Image point grounding data
Start of Block

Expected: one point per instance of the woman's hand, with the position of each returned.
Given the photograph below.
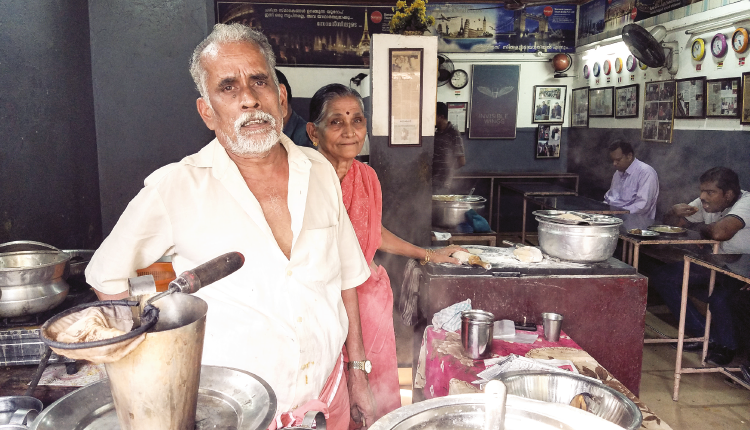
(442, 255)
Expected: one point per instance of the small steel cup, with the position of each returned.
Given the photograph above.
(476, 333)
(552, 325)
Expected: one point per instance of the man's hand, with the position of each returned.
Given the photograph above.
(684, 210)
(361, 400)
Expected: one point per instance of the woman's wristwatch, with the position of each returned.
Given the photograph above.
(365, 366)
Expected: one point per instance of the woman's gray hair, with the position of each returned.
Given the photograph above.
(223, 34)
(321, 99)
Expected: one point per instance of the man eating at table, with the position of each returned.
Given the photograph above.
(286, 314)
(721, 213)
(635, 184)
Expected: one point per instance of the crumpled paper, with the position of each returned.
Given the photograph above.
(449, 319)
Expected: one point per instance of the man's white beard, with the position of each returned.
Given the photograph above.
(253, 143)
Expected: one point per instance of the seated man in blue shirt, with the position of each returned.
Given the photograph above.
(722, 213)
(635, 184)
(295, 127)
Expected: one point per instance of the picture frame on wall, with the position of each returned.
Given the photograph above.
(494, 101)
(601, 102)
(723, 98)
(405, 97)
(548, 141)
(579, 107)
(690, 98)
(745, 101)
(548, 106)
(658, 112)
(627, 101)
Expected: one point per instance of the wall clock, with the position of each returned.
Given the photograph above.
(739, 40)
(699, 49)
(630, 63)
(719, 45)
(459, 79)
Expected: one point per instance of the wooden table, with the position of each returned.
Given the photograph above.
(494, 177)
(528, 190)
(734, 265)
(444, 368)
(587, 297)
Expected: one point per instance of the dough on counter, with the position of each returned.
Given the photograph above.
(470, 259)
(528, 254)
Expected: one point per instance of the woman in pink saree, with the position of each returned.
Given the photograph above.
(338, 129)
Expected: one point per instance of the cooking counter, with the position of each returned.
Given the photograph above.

End of Block
Start of Block

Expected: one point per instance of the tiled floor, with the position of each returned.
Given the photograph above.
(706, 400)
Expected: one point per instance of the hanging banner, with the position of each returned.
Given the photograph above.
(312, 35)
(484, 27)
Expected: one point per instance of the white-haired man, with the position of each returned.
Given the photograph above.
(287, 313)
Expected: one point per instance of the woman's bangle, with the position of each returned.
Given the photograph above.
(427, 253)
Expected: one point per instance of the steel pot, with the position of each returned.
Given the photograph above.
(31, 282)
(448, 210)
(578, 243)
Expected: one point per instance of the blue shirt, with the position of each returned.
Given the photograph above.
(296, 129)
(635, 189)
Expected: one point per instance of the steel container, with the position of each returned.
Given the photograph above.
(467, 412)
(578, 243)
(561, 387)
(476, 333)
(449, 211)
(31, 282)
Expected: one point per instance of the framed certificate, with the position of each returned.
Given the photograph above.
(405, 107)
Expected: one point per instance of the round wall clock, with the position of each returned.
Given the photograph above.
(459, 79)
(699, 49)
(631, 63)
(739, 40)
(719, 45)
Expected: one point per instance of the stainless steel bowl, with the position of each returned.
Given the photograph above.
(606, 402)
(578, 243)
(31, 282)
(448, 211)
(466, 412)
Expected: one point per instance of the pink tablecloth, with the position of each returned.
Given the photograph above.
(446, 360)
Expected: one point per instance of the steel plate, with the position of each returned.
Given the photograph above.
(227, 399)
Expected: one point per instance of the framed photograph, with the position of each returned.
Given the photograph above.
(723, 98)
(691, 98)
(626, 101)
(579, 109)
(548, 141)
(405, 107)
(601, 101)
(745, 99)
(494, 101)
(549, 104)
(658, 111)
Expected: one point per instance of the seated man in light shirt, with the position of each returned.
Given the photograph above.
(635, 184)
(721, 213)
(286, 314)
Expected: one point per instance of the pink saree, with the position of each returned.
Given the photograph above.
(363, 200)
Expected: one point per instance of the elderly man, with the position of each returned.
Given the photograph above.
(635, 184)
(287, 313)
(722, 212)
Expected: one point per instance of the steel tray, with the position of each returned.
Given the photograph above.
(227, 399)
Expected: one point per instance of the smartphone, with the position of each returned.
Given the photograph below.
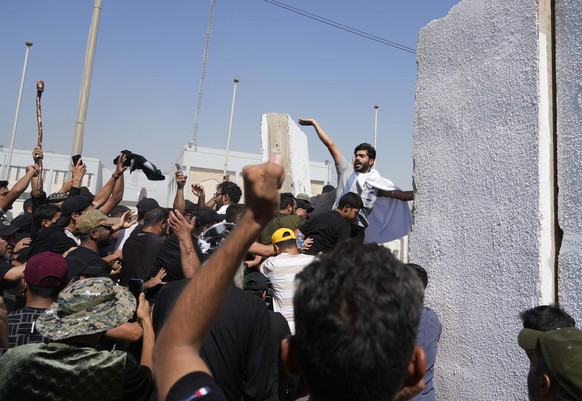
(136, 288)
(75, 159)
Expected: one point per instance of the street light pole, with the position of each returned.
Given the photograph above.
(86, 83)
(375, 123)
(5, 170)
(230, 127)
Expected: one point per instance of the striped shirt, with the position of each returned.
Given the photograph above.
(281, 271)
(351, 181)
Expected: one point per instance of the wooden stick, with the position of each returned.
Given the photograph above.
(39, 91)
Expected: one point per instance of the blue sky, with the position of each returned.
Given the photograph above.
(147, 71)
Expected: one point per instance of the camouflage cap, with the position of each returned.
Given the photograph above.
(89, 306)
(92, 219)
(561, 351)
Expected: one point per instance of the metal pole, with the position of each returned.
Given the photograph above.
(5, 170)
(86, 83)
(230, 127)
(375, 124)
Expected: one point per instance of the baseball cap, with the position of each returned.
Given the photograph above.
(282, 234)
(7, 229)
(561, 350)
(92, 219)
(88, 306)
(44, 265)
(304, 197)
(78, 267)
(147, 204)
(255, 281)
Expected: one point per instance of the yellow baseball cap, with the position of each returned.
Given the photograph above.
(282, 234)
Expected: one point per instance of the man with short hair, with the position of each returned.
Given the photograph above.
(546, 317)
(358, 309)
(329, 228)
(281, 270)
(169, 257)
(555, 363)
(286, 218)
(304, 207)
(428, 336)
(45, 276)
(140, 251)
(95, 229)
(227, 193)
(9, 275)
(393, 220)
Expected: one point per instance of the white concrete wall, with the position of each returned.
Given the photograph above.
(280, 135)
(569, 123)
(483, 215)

End of Block

- WORK INSTRUCTION: Search the entries for the word "baseball" and copy every line that holds it.

- ANSWER BOX:
Expected: one point per instance of the baseball cap, with the position of each returned.
Expected: one point per instance of the yellow baseball cap, with the position of each returned.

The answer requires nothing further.